AIM: Rewrite the lines from the one containing "Mark the bus, one" through the one containing "x=298 y=140", changing "bus" to "coach" and leaving everything else unchanged. Return only those lines.

INFORMATION SHOWN:
++++++
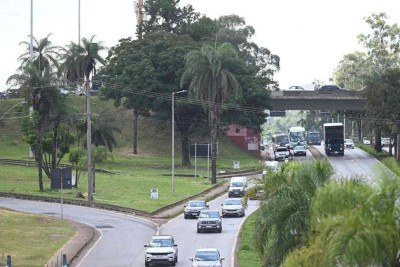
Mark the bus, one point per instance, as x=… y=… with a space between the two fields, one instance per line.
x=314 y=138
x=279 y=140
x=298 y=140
++++++
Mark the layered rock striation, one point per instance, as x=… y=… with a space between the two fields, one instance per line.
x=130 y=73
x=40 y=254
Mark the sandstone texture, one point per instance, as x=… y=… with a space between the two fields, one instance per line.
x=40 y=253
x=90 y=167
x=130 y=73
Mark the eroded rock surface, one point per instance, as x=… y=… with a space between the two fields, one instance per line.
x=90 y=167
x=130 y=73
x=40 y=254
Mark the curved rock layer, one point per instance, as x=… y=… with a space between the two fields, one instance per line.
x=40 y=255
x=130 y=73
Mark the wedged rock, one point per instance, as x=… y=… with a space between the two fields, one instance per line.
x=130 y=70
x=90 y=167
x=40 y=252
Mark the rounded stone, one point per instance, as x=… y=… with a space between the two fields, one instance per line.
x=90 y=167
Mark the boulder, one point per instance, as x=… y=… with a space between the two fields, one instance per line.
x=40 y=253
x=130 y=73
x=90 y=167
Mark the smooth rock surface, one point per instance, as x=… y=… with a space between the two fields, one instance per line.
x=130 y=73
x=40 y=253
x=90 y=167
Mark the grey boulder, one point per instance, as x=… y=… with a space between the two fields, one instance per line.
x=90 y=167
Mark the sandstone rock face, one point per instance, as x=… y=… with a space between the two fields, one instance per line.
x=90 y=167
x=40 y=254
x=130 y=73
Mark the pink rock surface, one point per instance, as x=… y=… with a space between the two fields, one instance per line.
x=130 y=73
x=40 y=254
++++++
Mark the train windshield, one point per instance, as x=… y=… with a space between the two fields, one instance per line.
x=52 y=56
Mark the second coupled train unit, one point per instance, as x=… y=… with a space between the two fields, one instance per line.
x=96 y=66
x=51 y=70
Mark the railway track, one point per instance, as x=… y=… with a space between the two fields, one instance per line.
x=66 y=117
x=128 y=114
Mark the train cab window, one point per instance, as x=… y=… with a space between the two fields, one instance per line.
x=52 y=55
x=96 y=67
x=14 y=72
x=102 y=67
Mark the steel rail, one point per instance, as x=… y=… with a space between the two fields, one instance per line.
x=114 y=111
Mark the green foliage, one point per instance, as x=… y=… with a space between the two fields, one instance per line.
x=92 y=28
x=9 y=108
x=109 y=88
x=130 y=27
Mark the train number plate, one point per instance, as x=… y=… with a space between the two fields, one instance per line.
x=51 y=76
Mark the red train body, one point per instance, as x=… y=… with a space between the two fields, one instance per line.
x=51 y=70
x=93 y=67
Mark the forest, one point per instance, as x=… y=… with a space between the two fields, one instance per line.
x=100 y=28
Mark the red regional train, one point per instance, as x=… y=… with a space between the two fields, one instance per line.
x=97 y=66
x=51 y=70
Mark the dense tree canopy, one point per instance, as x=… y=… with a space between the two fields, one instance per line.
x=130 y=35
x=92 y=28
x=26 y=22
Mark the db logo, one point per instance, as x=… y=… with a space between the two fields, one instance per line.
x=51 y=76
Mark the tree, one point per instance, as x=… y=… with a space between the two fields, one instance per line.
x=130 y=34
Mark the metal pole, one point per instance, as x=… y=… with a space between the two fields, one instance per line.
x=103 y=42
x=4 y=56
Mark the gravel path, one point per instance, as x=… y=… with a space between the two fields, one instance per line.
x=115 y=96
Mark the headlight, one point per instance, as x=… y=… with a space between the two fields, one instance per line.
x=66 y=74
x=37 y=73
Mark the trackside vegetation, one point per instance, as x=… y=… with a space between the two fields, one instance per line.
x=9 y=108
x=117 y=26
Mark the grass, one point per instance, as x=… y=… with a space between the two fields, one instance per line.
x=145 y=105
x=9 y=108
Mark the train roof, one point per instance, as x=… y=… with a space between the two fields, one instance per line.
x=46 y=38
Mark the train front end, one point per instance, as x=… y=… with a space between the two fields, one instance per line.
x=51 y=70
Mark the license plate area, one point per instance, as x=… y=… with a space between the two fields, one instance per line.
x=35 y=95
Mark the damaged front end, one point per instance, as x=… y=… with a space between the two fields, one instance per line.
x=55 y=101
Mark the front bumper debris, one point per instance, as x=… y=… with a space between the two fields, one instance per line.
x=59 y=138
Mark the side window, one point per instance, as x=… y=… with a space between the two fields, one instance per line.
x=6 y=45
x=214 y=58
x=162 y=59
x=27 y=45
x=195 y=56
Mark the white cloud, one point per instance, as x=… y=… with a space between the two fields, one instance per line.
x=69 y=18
++++++
SOLUTION FOR THIS PROBLEM:
Mark the coach, one point per instance, as x=… y=… with a space between the two fields, one instance per line.
x=314 y=138
x=279 y=140
x=298 y=140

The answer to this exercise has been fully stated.